Brief A: Select each line in the listing further down that contains the word "windshield", and copy those lines.

▬▬▬

But I would equally insist that Paul confronted various forms of thought that can legitimately be described as legalism. In fact, if I read my NT correctly, Paul had a lot more trouble with legalists than he did with antinomians.
For a long time I have felt that Acts 15 is a highly instructive text in terms of the nature and content of the legalistic thought which Paul vigorously opposed. For example, in Acts 15:1 we are told this: “And certain men came down from Judea and taught the brethren, ‘Unless you are circumcised according to the custom of Moses, you cannot be saved.’” Naturally, it is unlikely that this means that these Judean teachers asked for circumcision and nothing more. The subsequent debate at Jerusalem suggests that the larger issue was the keeping of the Mosaic law, in the keeping of which circumcision was simply the first step.
But clearly these Judean teachers mixed their commands into the conditions for final salvation from hell. We should not leap to the conclusion, however, that they denied the necessity of faith in Christ. In all likelihood they affirmed it, since they got a good hearing at Antioch—so much so that the congregation there dispatched Paul and Barnabas to Jerusalem to settle this issue once and for all. But, of course, everyone at Antioch knew that the Jerusalem church proclaimed faith in Christ, so that it is unlikely that the Judeans denied this. Nevertheless, the Judeans did deny the necessity of faith in Christ alone for salvation, since they held that salvation was impossible apart from observance of the law.
I don’t need to tell you, do I, that this view of things is widely held today? In the case of many who adopt the so-called third use of the law, this use has inevitable soteriological consequences. To use Berkhof’s words again, “The law is a rule of life for believers…leading them in a way of life and salvation.” It is only a short distance from this concept to the conclusion that if one does not follow this rule of life there is no salvation. But such a view is a transparent return to the position of the Judaizers of Acts 15:1.

▬▬▬

Brief B: Set down the part of the passage on Paul and legalism above from "But I would" to "did with antinomians.", word for word.

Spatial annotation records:

▬▬▬

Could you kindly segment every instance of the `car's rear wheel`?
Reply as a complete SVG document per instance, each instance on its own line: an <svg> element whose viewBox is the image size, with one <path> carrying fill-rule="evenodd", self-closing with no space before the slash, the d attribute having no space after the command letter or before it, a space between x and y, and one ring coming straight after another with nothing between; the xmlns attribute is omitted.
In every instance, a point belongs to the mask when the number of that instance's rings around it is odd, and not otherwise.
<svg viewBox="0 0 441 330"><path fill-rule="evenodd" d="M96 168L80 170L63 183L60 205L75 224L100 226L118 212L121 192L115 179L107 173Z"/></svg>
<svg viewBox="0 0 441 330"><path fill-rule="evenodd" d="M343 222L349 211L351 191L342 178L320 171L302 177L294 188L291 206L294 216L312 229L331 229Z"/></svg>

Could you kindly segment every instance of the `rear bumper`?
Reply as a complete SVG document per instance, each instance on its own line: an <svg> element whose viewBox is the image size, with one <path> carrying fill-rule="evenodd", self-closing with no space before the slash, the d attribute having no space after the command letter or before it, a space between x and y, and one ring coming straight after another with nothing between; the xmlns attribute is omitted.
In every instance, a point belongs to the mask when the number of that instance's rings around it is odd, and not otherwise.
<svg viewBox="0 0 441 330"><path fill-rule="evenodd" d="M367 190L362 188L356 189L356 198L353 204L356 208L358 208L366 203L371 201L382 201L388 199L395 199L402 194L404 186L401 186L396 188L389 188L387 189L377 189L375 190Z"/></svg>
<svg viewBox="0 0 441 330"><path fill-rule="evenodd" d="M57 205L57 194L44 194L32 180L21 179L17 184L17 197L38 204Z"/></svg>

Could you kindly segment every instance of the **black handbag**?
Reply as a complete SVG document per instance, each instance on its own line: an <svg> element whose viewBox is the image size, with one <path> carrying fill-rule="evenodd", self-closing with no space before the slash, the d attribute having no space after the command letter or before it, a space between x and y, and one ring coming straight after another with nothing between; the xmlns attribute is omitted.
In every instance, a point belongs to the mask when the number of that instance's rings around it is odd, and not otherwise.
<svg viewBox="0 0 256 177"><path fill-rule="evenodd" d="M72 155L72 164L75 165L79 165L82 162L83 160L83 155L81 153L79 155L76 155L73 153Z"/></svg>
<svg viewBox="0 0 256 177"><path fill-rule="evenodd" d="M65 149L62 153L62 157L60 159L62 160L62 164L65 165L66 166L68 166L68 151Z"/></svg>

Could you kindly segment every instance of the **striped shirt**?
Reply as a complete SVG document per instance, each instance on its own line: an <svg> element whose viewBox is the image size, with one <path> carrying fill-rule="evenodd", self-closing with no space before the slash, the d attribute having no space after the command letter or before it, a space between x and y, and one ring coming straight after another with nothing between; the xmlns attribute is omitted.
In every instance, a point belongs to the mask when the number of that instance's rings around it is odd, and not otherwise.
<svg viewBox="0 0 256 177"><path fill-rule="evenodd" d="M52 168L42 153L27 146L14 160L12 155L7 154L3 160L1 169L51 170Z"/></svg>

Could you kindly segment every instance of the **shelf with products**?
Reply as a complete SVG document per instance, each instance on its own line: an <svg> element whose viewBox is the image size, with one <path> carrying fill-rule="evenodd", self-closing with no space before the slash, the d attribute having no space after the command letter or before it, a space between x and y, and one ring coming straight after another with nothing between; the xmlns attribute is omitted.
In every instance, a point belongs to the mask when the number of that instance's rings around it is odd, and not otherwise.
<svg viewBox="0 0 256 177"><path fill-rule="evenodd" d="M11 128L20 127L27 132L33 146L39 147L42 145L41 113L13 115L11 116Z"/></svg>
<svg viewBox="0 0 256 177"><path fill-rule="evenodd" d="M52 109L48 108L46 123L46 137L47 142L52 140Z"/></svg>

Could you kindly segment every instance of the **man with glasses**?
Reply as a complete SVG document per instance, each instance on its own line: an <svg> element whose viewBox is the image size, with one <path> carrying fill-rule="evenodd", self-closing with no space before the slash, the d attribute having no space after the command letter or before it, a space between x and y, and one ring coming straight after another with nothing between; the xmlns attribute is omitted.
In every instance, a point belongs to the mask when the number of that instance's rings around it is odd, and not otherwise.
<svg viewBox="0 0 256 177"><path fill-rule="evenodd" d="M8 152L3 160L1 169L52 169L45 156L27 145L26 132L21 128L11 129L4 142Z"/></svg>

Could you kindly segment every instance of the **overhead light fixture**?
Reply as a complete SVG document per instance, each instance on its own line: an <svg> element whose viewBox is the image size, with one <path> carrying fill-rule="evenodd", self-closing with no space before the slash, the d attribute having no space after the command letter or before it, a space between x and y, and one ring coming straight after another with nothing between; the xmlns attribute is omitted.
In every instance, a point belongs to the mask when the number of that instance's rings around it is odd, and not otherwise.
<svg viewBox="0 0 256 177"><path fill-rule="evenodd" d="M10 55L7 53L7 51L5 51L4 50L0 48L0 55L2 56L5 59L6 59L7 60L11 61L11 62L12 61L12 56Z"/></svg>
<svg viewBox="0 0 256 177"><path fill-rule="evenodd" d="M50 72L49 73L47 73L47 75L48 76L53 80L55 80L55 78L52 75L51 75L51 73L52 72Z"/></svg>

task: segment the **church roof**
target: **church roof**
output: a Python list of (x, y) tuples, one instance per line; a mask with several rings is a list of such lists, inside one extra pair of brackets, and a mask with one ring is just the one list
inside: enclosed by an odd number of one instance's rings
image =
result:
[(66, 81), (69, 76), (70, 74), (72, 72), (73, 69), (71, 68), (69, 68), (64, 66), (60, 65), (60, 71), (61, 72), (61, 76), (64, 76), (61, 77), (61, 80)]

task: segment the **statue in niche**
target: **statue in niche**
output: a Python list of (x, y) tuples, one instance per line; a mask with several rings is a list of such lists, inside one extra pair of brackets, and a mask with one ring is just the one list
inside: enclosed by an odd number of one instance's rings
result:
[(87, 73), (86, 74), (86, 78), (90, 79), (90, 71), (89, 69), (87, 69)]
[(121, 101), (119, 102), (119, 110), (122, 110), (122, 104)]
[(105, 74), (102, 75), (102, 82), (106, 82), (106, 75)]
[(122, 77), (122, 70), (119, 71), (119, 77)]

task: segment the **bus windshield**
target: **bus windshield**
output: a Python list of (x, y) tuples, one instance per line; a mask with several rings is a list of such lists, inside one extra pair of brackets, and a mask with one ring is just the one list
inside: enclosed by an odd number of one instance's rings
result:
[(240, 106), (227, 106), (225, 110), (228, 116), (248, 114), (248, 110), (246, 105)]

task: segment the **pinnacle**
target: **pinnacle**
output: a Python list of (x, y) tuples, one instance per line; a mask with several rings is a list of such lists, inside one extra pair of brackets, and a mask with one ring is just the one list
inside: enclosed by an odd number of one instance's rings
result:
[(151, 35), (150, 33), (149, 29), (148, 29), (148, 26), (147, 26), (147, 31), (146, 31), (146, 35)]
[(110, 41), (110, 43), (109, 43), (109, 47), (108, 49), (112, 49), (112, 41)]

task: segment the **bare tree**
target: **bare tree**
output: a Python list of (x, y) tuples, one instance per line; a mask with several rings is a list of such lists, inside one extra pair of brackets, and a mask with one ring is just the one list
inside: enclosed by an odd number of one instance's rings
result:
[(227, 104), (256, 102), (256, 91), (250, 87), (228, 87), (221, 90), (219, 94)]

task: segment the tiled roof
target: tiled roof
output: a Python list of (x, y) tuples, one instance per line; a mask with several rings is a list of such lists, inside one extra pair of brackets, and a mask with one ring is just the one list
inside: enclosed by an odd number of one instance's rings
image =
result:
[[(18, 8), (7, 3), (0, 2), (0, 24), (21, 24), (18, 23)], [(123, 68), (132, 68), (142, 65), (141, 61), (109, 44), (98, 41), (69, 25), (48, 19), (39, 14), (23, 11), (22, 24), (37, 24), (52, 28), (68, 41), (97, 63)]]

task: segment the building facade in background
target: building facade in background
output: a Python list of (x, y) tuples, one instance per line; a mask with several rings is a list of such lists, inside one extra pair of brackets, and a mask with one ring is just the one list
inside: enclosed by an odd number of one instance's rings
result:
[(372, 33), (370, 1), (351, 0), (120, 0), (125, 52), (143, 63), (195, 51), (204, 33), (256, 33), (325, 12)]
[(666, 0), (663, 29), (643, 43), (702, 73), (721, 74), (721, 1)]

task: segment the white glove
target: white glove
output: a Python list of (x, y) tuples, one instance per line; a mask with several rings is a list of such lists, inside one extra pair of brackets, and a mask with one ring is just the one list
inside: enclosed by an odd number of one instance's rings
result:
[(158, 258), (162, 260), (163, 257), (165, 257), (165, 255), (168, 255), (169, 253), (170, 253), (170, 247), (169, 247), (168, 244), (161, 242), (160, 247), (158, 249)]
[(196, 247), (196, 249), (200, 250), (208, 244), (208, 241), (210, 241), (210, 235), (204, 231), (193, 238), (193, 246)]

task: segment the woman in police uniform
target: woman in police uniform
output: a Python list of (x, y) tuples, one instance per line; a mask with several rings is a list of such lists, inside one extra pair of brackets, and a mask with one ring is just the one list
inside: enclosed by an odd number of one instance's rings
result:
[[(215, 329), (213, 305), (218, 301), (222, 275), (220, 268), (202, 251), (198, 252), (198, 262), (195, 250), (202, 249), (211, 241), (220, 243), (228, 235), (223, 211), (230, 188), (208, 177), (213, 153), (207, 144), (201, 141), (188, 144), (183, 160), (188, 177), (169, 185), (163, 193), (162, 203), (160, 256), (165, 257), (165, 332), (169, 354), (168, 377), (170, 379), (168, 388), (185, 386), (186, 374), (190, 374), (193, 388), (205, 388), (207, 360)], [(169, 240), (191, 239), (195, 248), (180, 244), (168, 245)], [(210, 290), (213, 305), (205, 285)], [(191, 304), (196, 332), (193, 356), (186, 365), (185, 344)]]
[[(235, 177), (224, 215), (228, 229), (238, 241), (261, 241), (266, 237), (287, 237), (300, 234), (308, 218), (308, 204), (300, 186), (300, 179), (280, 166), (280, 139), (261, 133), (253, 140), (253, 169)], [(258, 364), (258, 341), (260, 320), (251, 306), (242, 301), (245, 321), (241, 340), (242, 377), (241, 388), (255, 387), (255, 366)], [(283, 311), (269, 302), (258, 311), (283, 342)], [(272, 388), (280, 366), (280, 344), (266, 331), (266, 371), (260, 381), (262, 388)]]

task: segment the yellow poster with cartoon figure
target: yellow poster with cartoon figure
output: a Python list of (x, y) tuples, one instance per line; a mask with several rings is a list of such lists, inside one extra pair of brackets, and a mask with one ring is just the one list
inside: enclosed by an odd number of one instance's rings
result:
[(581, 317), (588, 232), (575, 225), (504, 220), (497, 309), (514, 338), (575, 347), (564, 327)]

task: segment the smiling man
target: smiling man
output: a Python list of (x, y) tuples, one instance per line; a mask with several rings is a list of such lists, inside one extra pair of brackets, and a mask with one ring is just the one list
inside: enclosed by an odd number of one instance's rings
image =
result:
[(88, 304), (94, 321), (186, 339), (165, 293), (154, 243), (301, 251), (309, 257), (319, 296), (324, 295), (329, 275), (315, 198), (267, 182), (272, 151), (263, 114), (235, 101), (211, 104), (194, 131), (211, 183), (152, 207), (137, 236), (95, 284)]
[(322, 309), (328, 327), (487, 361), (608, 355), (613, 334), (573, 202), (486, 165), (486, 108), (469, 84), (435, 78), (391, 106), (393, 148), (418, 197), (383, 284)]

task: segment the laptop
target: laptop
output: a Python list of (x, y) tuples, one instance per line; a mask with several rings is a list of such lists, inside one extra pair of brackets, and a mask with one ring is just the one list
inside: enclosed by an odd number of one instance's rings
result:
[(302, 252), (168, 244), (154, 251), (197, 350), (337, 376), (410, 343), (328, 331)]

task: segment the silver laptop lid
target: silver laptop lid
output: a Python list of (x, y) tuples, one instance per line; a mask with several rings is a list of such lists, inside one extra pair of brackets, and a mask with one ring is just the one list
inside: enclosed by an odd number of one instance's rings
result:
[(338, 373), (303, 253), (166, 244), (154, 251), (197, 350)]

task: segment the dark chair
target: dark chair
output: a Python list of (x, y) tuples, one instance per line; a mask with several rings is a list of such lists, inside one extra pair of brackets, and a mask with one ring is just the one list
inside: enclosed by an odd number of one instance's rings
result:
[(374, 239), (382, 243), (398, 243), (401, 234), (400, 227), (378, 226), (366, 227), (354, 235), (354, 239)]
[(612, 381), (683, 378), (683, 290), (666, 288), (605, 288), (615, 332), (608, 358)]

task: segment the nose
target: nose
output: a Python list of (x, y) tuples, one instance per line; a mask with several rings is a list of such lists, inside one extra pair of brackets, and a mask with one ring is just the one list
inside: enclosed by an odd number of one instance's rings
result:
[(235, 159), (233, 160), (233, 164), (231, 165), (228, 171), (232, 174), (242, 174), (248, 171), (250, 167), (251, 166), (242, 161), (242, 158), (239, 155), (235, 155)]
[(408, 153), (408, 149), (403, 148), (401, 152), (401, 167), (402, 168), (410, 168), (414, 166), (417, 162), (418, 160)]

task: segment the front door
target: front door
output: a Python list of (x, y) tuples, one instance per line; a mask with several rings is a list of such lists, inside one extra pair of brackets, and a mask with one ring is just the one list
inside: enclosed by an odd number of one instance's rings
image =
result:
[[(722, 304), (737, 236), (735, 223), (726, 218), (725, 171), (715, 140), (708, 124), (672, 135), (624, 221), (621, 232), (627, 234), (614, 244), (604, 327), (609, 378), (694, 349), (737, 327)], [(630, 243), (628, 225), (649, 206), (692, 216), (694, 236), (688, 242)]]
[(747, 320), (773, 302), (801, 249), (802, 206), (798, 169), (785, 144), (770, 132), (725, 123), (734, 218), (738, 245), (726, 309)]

▬▬▬

Task response A:
task: segment the **bus windshield**
target: **bus windshield**

Task response B:
But I would equally insist that Paul confronted various forms of thought that can legitimately be described as legalism. In fact, if I read my NT correctly, Paul had a lot more trouble with legalists than he did with antinomians.